▶ _Extracted text_

>> START

In conducting our review and preparing our opinion, with your consent, we have relied on the accuracy and completeness of all information that was publicly available, supplied or otherwise made available to us by the Company and we have assumed that there have been no material changes in the business, operations, financial condition or prospects of the Company since the respective dates of such information. We have not independently verified this information, nor have we assumed any responsibility to independently verify the same. We have assumed that the information and financial forecasts, including the Forecasts, examined by us were reasonably prepared on bases reflecting the best currently available estimates and good faith judgments of the management of Matrixx as to the historical and future performance of the Company. We have also relied upon assurances of the management of the Company that they are unaware of any facts that would make the information or financial forecasts provided to us incomplete or misleading. We express no view as to any forecasts, including the Forecasts, or the assumptions underlying such forecasts. We have not made an independent evaluation or appraisal of the assets or liabilities (contingent or otherwise) of the Company, nor have we been furnished with any such evaluations or appraisals. Our opinion is based upon economic, monetary and market conditions existing on, and the information made available to us as of, the date hereof, and we assume no responsibility to update or revise our opinion based upon event or circumstances occurring after the date hereof.

>> END

▶ _Complete the following_
a – In the opinion passage, whose management is assumed to have prepared the financial forecasts in good faith?
b – Carry on the opinion passage after its last sentence, writing a few more sentences in the same formal tone.

▶ _Data section_
>> START

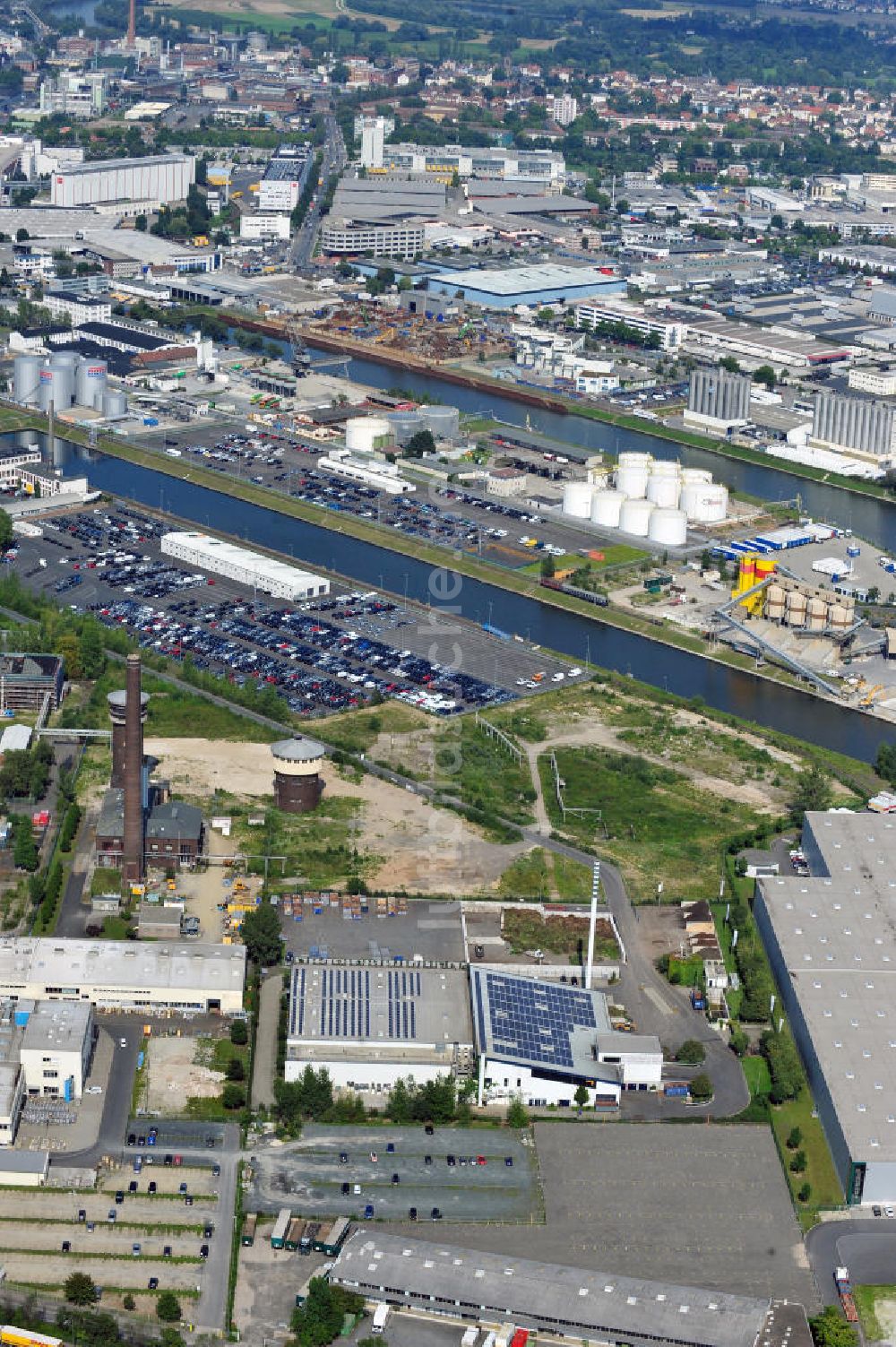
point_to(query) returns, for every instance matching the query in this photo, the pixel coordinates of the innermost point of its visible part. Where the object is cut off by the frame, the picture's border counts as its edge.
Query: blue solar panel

>> END

▶ _Per-task outputs_
a – The management of Matrixx.

b –
 
Our opinion expressed herein is provided for the information and assistance of the Board of Directors of Matrixx in connection with their consideration of the Transaction and such opinion does not constitute a recommendation as to whether or not any holder of Shares should tender such Shares in connection with the Tender Offer or how any holder of Shares should vote with respect to the Merger or any other matter. We have not been asked to consider, and our opinion does not address, the relative merits of the Transaction and other transactions or business strategies discussed by the Board of Directors of the Company as alternatives to the Transaction or the decision of the Board of Directors to proceed with the Transaction. In rendering this opinion, we have assumed, with your consent, that the final executed form of the Agreement will not differ in any material respect from the draft we have reviewed and that the parties to the Agreement will comply with all of the material terms of the Agreement, without amendments, modifications or waivers thereto.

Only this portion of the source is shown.